(Beginning of Source material)

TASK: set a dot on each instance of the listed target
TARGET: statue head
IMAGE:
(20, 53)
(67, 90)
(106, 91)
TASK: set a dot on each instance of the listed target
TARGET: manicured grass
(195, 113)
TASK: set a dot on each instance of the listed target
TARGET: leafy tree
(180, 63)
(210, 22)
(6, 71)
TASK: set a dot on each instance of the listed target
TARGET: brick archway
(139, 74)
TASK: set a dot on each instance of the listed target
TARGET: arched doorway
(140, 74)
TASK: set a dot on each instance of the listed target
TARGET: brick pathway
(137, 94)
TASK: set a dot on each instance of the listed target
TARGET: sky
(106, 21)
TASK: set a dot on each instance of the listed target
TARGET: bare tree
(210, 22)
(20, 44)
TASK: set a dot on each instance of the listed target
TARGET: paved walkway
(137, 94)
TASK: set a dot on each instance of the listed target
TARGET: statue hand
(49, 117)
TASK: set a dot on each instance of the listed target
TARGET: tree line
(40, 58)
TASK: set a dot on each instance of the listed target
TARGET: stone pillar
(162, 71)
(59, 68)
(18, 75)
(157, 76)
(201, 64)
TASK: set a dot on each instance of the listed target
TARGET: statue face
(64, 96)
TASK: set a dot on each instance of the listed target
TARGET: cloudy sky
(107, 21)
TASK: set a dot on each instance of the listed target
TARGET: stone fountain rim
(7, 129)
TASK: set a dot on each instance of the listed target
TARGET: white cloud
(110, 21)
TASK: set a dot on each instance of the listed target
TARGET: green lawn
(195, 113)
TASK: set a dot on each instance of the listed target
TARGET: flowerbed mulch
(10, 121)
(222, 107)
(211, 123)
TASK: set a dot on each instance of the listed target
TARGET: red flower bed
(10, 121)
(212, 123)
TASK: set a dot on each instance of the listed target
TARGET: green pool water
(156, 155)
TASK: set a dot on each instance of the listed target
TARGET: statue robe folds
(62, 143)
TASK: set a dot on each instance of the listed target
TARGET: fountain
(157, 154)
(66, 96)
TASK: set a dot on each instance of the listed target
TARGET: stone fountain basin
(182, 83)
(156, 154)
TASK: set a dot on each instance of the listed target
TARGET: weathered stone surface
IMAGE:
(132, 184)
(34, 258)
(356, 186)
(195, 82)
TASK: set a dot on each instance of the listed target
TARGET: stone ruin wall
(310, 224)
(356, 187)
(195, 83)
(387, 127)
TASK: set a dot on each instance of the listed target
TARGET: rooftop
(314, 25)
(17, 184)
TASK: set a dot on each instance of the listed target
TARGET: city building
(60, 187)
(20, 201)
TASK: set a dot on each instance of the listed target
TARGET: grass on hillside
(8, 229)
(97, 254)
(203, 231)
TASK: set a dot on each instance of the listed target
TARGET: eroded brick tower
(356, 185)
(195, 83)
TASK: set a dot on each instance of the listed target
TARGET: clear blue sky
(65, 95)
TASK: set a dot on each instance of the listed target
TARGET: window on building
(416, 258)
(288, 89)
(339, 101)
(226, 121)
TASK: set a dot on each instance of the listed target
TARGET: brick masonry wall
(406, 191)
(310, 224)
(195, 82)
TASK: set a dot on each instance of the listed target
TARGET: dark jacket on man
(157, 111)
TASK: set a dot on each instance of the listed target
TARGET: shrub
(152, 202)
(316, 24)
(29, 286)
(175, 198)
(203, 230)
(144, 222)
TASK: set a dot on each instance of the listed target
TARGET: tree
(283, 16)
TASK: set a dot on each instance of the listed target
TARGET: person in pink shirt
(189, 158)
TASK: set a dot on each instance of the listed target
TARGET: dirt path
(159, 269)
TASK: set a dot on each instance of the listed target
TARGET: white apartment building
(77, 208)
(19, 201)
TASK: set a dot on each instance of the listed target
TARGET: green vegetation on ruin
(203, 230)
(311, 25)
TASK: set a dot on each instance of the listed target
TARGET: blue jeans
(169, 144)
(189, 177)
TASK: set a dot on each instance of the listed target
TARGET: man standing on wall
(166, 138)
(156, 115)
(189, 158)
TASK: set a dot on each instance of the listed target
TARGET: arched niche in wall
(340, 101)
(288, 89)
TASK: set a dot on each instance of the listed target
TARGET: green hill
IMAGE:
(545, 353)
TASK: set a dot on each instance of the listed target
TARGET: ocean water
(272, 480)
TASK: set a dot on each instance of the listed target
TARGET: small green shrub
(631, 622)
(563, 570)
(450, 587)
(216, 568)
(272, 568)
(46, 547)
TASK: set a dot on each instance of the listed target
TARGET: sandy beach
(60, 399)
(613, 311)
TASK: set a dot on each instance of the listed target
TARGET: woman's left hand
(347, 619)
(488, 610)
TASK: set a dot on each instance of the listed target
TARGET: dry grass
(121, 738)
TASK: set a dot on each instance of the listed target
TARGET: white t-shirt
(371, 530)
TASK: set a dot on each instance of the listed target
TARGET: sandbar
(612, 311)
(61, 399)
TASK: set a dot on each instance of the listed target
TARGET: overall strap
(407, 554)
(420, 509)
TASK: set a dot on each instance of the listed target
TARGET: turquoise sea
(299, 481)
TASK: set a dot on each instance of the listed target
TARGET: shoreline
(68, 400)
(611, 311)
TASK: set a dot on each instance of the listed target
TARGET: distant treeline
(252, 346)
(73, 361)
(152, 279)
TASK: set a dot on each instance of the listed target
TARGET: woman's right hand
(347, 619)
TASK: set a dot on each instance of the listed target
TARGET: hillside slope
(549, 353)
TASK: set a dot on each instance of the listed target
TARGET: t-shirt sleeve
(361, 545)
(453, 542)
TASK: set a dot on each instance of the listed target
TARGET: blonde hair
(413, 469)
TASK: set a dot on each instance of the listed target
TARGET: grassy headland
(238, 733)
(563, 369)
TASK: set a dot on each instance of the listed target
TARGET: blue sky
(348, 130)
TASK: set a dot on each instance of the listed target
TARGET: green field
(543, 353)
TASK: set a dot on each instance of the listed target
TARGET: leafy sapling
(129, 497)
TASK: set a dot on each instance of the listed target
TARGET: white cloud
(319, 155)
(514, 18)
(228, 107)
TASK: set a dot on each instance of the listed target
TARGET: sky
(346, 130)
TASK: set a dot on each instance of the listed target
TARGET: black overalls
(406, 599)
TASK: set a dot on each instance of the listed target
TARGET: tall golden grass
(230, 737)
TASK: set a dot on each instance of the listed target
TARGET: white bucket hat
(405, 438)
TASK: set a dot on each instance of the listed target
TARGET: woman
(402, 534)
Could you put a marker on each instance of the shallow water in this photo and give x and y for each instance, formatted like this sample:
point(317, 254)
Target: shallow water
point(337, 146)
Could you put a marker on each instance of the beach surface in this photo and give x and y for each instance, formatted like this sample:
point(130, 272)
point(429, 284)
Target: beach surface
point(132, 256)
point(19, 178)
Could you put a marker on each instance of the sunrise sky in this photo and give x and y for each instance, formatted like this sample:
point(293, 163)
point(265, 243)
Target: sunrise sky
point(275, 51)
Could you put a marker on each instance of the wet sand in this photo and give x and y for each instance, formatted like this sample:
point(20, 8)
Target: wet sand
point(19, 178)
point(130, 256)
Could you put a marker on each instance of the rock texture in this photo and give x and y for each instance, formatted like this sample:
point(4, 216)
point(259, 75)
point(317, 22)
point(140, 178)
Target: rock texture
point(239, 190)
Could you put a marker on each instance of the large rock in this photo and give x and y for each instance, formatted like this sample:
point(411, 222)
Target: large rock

(End of Source material)

- Try it
The records above must be restated. Preserve every word.

- Task output
TASK: set a dot on each instance of the listed target
TARGET: statue head
IMAGE:
(20, 53)
(67, 90)
(106, 91)
TASK: set a dot on each instance of the listed target
TARGET: manicured grass
(195, 113)
TASK: set a dot on each instance of the listed target
TARGET: leafy tree
(180, 63)
(210, 22)
(6, 71)
TASK: set a dot on each instance of the listed target
TARGET: brick archway
(139, 74)
TASK: set a dot on each instance of the listed target
TARGET: arched doorway
(140, 74)
TASK: set a dot on each instance of the listed target
TARGET: brick pathway
(137, 94)
TASK: set a dot on each instance of the listed target
TARGET: sky
(106, 21)
TASK: set a dot on each instance of the listed target
TARGET: bare tree
(210, 22)
(20, 44)
TASK: set a dot on each instance of the listed target
TARGET: paved walkway
(137, 94)
TASK: set a dot on each instance of the listed target
TARGET: statue hand
(49, 117)
TASK: set a dot on each instance of the listed target
TARGET: tree line
(40, 58)
TASK: set a dot on each instance of the listed target
TARGET: stone pillar
(162, 71)
(59, 68)
(18, 75)
(157, 76)
(201, 64)
TASK: set a dot on each instance of the listed target
TARGET: statue face
(64, 96)
TASK: set a dot on each instance of the listed target
TARGET: cloudy sky
(107, 21)
TASK: set a dot on each instance of the listed target
TARGET: stone fountain rim
(7, 129)
TASK: set a dot on each instance of the listed target
TARGET: white cloud
(110, 21)
TASK: set a dot on each instance of the listed target
TARGET: green lawn
(195, 113)
TASK: set a dot on each instance of the listed target
TARGET: flowerbed mulch
(10, 121)
(222, 107)
(211, 123)
TASK: set a dot on each instance of the listed target
TARGET: red flower bed
(10, 121)
(212, 123)
TASK: set a dot on each instance of the listed target
TARGET: green pool water
(156, 155)
TASK: set a dot on each instance of the listed target
TARGET: statue robe folds
(62, 143)
TASK: set a dot on each instance of the listed target
TARGET: fountain
(157, 154)
(66, 96)
TASK: set a dot on each instance of the listed target
TARGET: stone fountain basin
(182, 83)
(156, 154)
TASK: set a dot on each instance of the listed target
TARGET: weathered stone surface
IMAGE:
(132, 184)
(34, 258)
(356, 186)
(195, 82)
TASK: set a dot on each instance of the listed target
TARGET: stone ruin wall
(310, 224)
(356, 187)
(195, 83)
(387, 127)
TASK: set a dot on each instance of the listed target
TARGET: rooftop
(314, 25)
(17, 184)
TASK: set a dot on each instance of the listed target
TARGET: city building
(60, 187)
(20, 201)
TASK: set a dot on each instance of the listed target
TARGET: grass on hillside
(8, 229)
(97, 254)
(203, 231)
TASK: set a dot on each instance of the listed target
TARGET: eroded brick tower
(356, 185)
(195, 83)
TASK: set a dot on each instance of the listed target
TARGET: clear blue sky
(65, 95)
TASK: set a dot on each instance of the listed target
TARGET: window on building
(416, 258)
(288, 89)
(339, 101)
(226, 121)
TASK: set a dot on each instance of the listed target
TARGET: brick masonry wall
(406, 191)
(310, 224)
(195, 82)
TASK: set a dot on each instance of the listed target
TARGET: dark jacket on man
(157, 111)
TASK: set a dot on each instance of the listed target
TARGET: shrub
(152, 202)
(316, 24)
(29, 286)
(175, 198)
(203, 230)
(144, 222)
TASK: set a dot on each instance of the listed target
TARGET: tree
(283, 16)
TASK: set a dot on each instance of the listed target
TARGET: person in pink shirt
(189, 158)
TASK: set a dot on each instance of the listed target
TARGET: dirt path
(159, 269)
TASK: set a dot on each instance of the listed target
TARGET: white apartment building
(77, 208)
(19, 201)
TASK: set a dot on each instance of the listed target
TARGET: green vegetation on ruin
(203, 230)
(311, 25)
TASK: set a dot on each instance of the listed target
TARGET: blue jeans
(169, 144)
(189, 177)
TASK: set a dot on each instance of the listed target
TARGET: man standing on wall
(166, 138)
(156, 115)
(189, 158)
TASK: set a dot on each instance of the listed target
TARGET: arched niche in wall
(340, 101)
(288, 89)
TASK: set a dot on each instance of the listed target
TARGET: green hill
IMAGE:
(545, 353)
TASK: set a dot on each instance of the listed target
TARGET: ocean water
(272, 480)
TASK: set a dot on each instance of the listed target
TARGET: small green shrub
(631, 622)
(563, 570)
(450, 587)
(216, 568)
(272, 568)
(46, 547)
TASK: set a dot on each instance of the listed target
TARGET: sandy beach
(60, 399)
(613, 311)
TASK: set a dot on each instance of the listed target
TARGET: woman's left hand
(347, 619)
(488, 610)
TASK: set a dot on each instance of the listed target
TARGET: dry grass
(121, 738)
TASK: set a dot on each instance of the listed target
TARGET: white t-shirt
(371, 530)
TASK: set a dot on each instance of the listed target
TARGET: sandbar
(612, 311)
(61, 399)
TASK: set a dot on each instance of the listed target
TARGET: overall strap
(407, 554)
(420, 509)
TASK: set a dot on each instance of the listed target
TARGET: turquoise sea
(299, 481)
TASK: set a dot on each instance of the listed target
TARGET: shoreline
(68, 400)
(611, 311)
TASK: set a dot on each instance of the listed target
TARGET: distant treeline
(252, 346)
(73, 361)
(152, 279)
TASK: set a dot on each instance of the listed target
TARGET: woman's right hand
(347, 619)
TASK: set a dot on each instance of the listed target
TARGET: hillside slope
(549, 353)
TASK: set a dot on each instance of the listed target
TARGET: t-shirt sleeve
(361, 545)
(453, 542)
TASK: set a dot on each instance of the listed target
TARGET: blonde hair
(413, 469)
TASK: set a dot on each instance of the listed target
TARGET: grassy headland
(238, 733)
(563, 369)
TASK: set a dot on each instance of the listed target
TARGET: blue sky
(348, 130)
TASK: set a dot on each instance of the listed target
TARGET: green field
(543, 353)
TASK: set a dot on each instance of the listed target
TARGET: leafy sapling
(129, 497)
TASK: set a dot on each instance of the listed target
TARGET: white cloud
(319, 155)
(514, 18)
(228, 107)
TASK: set a dot on each instance of the listed target
TARGET: sky
(346, 130)
TASK: set a dot on each instance of the listed target
TARGET: black overalls
(406, 599)
TASK: set a dot on each instance of the listed target
TARGET: tall golden grass
(230, 737)
TASK: set a dot on each instance of the listed target
TARGET: white bucket hat
(405, 438)
TASK: set a dot on each instance of the listed target
TARGET: woman
(402, 534)
Could you put a marker on each instance of the shallow water in this photo and give x and y for each instance, formatted like this sample:
point(317, 254)
Target: shallow water
point(337, 146)
Could you put a marker on each instance of the beach surface in this photo and give x and y for each instance, formatted like this sample:
point(130, 272)
point(429, 284)
Target: beach surface
point(132, 256)
point(19, 178)
Could you put a marker on each instance of the sunrise sky in this photo and give x and y for each instance, formatted like this sample:
point(293, 163)
point(265, 243)
Target: sunrise sky
point(275, 51)
Could you put a marker on each instance of the wet sand in this photo and give x and y for each instance, formatted like this sample:
point(20, 8)
Target: wet sand
point(19, 178)
point(130, 256)
Could you put a marker on each instance of the rock texture in this photo and give x and y for each instance, formatted like this sample:
point(4, 216)
point(259, 75)
point(317, 22)
point(140, 178)
Target: rock texture
point(239, 190)
Could you put a marker on each instance of the large rock in this photo and give x and y for each instance, formatted like this sample:
point(411, 222)
Target: large rock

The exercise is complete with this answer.